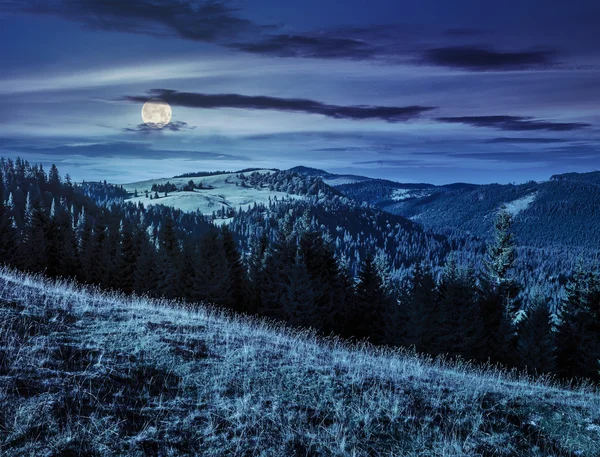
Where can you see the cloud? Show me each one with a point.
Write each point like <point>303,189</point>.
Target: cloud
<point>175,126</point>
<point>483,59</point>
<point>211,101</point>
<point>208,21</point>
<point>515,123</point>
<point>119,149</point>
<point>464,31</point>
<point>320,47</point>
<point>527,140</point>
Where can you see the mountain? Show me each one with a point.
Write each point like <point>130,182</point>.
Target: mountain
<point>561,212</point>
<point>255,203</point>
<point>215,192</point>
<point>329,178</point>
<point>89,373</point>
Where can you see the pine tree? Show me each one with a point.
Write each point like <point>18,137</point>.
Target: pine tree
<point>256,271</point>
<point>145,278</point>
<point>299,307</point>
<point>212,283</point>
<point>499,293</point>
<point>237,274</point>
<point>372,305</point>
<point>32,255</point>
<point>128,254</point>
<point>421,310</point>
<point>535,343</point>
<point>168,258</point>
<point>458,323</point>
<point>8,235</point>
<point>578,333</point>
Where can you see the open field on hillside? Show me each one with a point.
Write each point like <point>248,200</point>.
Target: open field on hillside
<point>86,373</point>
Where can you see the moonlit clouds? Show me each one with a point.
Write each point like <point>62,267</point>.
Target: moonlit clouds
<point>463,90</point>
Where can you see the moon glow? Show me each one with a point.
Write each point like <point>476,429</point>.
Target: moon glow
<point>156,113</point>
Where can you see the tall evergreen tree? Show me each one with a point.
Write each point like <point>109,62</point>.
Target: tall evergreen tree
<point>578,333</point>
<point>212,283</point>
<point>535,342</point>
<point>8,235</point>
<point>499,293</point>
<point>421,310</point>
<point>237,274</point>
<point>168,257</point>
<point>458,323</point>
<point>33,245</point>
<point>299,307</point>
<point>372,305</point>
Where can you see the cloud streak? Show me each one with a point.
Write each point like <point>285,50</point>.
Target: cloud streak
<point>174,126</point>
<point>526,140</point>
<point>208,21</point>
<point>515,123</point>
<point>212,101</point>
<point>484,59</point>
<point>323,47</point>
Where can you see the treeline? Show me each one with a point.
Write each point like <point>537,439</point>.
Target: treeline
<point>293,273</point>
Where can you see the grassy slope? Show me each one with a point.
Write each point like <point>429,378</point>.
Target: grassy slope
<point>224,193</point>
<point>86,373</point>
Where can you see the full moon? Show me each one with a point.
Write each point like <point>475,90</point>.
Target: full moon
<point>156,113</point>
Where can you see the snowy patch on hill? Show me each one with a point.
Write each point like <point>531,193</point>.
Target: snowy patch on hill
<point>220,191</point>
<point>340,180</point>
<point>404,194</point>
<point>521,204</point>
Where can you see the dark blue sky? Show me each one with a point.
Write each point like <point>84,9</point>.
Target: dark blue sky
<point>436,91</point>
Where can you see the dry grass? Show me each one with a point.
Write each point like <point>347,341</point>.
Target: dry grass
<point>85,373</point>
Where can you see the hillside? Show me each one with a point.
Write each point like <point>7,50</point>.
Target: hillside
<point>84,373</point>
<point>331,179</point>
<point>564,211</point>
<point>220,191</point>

____

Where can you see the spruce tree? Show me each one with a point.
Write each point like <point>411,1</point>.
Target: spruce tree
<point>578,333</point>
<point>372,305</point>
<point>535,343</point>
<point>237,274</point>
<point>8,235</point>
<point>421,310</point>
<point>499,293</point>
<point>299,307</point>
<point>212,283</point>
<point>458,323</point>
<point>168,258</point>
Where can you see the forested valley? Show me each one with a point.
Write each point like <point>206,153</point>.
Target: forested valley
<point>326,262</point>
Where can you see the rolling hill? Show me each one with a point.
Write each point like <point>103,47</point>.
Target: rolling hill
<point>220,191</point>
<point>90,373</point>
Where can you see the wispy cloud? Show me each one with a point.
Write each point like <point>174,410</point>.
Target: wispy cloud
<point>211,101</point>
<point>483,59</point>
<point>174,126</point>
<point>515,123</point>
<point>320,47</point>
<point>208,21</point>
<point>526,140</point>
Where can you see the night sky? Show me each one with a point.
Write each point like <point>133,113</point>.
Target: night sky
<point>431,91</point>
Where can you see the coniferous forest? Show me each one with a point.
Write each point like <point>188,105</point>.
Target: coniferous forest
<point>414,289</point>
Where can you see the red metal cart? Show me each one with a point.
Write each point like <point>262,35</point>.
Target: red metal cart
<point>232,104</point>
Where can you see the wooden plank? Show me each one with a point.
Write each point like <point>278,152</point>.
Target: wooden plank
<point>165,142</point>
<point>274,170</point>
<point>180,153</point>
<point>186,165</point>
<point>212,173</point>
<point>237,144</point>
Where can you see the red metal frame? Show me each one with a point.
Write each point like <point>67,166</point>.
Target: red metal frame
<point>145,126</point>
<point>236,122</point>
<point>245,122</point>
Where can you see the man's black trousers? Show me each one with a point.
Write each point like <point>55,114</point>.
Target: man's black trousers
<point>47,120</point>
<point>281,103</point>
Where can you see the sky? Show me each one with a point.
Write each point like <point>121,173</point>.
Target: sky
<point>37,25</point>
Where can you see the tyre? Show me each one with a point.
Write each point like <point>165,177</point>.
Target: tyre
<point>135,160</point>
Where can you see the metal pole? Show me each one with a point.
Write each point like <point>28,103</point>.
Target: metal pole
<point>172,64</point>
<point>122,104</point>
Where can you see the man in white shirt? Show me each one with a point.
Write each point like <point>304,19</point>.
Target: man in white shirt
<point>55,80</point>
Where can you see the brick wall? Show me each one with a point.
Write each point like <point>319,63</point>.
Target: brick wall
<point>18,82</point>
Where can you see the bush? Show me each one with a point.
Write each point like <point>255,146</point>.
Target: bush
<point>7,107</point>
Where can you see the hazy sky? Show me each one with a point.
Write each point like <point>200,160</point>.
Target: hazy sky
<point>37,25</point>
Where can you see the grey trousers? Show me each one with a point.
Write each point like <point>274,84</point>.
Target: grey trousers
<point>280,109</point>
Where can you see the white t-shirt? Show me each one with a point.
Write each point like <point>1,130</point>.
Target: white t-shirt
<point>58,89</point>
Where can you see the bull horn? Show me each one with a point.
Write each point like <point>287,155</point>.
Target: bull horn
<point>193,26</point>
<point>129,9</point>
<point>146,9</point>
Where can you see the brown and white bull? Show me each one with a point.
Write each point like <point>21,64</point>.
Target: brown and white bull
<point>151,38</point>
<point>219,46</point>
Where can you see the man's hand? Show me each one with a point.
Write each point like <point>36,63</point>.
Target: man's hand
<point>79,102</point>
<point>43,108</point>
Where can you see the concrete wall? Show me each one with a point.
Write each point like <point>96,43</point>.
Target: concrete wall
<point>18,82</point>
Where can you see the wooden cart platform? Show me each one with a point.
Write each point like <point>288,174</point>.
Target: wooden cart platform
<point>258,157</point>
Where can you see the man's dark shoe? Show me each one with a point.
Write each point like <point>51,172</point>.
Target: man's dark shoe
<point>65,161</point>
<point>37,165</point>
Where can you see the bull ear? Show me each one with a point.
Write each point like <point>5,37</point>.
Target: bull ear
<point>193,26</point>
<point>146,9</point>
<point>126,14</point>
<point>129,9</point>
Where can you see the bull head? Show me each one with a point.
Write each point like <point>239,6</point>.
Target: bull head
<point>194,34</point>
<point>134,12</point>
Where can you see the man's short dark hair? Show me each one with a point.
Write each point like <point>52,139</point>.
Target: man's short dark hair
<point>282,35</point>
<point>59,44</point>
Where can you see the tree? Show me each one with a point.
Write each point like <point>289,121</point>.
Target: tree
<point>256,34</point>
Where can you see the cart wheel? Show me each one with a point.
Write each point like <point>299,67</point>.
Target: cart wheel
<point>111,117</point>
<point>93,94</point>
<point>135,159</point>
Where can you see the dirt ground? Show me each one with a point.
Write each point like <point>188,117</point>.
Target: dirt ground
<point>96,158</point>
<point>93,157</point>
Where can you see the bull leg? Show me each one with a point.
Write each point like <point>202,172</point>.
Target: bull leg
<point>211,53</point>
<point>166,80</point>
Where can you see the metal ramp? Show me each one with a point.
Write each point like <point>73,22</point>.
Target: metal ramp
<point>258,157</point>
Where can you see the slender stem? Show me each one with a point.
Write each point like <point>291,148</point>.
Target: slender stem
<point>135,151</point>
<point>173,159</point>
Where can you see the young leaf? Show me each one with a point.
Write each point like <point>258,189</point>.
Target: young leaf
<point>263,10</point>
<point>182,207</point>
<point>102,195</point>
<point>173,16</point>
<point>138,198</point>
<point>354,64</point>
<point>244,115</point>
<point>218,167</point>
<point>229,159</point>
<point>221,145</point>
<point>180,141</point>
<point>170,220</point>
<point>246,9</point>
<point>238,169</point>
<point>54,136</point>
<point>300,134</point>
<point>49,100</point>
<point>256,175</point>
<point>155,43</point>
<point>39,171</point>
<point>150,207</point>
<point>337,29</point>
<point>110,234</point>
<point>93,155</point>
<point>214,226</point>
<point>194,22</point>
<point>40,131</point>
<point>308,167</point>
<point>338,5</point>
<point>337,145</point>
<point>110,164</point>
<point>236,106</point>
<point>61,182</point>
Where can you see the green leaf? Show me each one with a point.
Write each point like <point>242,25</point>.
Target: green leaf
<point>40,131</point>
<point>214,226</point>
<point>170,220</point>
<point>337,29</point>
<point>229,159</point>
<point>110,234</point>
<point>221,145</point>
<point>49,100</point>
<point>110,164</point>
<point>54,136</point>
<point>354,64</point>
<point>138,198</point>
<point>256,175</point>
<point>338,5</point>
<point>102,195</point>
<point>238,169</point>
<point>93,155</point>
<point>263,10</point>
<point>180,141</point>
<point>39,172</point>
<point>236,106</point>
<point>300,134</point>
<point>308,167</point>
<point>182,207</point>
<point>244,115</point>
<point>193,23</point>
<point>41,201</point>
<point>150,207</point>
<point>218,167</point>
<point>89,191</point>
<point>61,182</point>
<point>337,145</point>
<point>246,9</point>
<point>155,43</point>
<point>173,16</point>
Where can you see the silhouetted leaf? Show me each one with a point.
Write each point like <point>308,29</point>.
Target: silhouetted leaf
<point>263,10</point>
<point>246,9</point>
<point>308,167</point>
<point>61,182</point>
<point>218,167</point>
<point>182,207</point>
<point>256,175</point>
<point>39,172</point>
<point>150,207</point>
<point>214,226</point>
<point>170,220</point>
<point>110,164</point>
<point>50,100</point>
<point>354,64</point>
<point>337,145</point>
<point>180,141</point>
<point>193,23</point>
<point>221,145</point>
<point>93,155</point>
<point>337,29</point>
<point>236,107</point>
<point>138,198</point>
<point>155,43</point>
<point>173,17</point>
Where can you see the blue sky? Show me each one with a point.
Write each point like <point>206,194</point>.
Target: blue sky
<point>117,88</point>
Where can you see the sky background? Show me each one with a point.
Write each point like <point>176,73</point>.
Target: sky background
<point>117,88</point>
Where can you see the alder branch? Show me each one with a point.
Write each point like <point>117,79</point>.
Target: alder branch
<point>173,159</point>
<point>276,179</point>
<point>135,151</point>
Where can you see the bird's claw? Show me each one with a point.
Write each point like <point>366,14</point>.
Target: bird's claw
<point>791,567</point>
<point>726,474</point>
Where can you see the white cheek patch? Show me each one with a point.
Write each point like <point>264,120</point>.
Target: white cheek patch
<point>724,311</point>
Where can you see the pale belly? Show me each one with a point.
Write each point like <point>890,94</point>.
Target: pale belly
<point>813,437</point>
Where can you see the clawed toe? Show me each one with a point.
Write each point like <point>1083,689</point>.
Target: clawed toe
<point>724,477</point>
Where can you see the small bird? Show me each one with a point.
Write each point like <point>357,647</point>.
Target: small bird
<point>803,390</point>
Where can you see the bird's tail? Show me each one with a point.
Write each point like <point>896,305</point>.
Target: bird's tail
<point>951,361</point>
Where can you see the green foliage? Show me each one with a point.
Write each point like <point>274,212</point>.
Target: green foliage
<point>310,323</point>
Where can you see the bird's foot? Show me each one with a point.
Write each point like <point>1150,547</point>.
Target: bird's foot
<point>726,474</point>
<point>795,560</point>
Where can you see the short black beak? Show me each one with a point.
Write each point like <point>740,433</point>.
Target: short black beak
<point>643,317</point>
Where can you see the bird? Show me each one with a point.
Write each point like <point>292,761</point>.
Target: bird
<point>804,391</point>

____

Problem to solve — Please begin at the line that has "Where can you see the bird?" and stop after the line that has "<point>804,391</point>", then write those lines of the data again, swapping "bird" for "sparrow" and changing nothing else.

Response —
Where can you see the sparrow? Show me each one with a point.
Write each point like <point>292,761</point>.
Target: sparrow
<point>804,391</point>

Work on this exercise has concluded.